▶ AIM OF THE TASK: Recast everything from the line containing "Can you find the corrugated" down to the end of the material below as a numbered list, leaving out any blank lines.
━━━ SUPPLIED INFORMATION ━━━
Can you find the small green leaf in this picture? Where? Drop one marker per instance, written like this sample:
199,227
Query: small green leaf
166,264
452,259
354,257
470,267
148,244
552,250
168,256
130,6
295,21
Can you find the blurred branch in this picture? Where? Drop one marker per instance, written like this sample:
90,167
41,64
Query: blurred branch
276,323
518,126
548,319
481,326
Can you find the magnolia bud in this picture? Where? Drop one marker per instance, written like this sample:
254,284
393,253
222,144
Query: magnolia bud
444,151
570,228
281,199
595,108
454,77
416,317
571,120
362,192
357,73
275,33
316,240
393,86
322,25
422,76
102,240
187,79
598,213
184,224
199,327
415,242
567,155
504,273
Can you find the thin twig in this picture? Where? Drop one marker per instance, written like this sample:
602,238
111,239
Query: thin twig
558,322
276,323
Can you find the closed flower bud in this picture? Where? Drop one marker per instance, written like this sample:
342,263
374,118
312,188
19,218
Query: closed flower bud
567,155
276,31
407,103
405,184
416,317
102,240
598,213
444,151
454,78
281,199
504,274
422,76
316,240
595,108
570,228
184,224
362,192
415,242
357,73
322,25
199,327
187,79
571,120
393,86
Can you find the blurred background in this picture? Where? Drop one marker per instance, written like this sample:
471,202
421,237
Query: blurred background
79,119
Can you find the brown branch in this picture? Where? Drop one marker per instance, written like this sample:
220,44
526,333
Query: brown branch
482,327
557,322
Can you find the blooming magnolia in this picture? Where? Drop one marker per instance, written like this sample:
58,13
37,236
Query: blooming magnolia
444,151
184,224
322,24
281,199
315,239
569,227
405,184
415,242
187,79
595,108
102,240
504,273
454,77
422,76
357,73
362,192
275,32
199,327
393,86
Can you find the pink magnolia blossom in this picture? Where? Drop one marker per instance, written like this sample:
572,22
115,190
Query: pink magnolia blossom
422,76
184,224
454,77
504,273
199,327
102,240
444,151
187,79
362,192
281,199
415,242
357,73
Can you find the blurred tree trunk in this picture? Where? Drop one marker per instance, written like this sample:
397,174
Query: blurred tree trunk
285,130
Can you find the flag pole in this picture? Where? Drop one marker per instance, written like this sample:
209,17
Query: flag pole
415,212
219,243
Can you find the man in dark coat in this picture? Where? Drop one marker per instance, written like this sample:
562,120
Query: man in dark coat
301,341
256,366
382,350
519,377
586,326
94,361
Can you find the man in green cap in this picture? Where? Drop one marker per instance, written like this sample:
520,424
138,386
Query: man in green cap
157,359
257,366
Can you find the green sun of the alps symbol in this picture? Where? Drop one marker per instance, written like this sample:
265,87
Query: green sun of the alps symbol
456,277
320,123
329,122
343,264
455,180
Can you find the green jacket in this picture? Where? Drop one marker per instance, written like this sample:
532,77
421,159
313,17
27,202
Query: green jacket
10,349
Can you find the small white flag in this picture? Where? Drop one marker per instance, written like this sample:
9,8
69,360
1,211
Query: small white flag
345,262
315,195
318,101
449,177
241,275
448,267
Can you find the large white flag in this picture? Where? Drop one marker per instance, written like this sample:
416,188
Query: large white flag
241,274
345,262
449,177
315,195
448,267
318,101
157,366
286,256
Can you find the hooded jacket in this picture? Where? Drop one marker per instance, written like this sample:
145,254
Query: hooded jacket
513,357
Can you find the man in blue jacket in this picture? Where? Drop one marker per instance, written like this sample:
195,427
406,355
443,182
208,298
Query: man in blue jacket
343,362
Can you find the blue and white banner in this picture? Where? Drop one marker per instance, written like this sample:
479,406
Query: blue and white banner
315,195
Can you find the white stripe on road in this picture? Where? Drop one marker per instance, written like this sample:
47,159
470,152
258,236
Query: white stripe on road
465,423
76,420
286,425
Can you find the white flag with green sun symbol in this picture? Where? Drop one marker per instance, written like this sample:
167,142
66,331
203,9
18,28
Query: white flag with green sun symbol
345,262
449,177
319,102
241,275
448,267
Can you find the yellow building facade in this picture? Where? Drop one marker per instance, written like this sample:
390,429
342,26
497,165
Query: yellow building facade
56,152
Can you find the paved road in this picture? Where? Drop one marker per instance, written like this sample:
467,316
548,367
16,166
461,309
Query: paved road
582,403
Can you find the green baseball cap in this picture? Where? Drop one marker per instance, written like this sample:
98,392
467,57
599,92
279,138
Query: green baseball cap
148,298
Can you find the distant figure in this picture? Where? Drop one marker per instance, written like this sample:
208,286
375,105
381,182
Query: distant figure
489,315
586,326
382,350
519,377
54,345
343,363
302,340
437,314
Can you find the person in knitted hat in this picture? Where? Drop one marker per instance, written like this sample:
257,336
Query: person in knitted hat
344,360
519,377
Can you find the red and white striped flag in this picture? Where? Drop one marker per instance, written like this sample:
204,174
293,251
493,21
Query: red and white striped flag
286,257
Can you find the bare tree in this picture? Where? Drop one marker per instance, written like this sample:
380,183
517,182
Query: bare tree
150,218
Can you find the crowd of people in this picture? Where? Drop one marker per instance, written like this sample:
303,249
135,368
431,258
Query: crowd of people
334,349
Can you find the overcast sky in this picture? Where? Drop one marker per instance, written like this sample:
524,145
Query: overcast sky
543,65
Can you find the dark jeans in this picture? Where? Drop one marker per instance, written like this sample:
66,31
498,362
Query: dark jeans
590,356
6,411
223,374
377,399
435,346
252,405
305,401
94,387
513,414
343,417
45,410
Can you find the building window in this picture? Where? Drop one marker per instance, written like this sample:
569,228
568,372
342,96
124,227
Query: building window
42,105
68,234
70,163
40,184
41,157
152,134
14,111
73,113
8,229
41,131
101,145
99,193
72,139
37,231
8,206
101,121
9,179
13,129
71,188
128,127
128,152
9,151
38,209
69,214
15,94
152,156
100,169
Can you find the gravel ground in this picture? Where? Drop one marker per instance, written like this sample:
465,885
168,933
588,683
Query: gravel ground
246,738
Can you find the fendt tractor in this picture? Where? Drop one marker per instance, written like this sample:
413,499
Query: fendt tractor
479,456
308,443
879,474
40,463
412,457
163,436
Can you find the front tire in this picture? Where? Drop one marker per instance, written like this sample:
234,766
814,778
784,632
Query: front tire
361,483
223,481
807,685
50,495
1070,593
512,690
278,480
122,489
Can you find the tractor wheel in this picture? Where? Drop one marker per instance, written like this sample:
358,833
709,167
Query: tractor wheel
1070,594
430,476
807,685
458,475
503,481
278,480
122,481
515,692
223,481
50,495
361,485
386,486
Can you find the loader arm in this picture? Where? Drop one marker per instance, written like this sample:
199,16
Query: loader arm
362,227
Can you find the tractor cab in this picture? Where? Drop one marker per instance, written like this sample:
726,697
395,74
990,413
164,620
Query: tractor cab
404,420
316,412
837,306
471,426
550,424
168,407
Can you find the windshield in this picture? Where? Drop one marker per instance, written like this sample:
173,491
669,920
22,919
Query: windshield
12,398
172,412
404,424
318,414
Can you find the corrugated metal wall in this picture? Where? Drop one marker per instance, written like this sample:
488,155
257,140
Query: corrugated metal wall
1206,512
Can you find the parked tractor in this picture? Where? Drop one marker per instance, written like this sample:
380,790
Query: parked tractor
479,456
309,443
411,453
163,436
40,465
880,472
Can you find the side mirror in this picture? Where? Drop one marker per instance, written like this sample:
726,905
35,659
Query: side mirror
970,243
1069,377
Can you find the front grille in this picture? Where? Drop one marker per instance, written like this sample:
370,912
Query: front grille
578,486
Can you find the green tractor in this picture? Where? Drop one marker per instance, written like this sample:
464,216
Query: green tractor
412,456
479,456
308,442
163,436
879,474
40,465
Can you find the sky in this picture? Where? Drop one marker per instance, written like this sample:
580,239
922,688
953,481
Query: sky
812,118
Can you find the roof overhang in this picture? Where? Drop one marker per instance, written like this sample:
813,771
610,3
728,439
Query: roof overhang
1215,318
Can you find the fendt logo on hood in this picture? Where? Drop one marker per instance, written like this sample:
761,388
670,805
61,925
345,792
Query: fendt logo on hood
━━━
▶ ANSWER BELOW:
1. Can you find the corrugated metal wall in this picture? Where? Drop one marker per instance, written like this sample:
2. 488,155
3. 257,140
4. Query: corrugated metal wall
5. 1206,512
6. Can you find the parked tractor in this picture? Where? Drop one marker per instance, written like this sample:
7. 380,790
8. Query: parked tractor
9. 479,456
10. 309,443
11. 411,453
12. 163,436
13. 40,465
14. 880,472
15. Can you find the side mirror in this picture? Where? Drop one marker per instance, written like this sample:
16. 726,905
17. 35,659
18. Query: side mirror
19. 970,243
20. 1069,377
21. Can you find the front grille in this picture? Where? Drop one marker per instance, written like this sample:
22. 370,912
23. Query: front grille
24. 578,486
25. Can you find the green tractor in this picture? Where? Drop one marker per instance, written like this sample:
26. 464,216
27. Query: green tractor
28. 412,456
29. 479,456
30. 308,442
31. 163,436
32. 879,474
33. 40,465
34. Can you find the sky in this picture? Where? Drop one marker per instance, written like this sample:
35. 580,239
36. 922,688
37. 953,481
38. Query: sky
39. 812,118
40. Can you find the roof overhang in this picture? Where? Drop one marker per instance, written like this sample:
41. 813,771
42. 610,3
43. 728,439
44. Query: roof overhang
45. 1215,318
46. Can you find the fendt logo on hood in this picture? Where? Drop one marker per instance, written like this sample:
47. 761,388
48. 670,805
49. 61,925
50. 345,792
51. Query: fendt logo on hood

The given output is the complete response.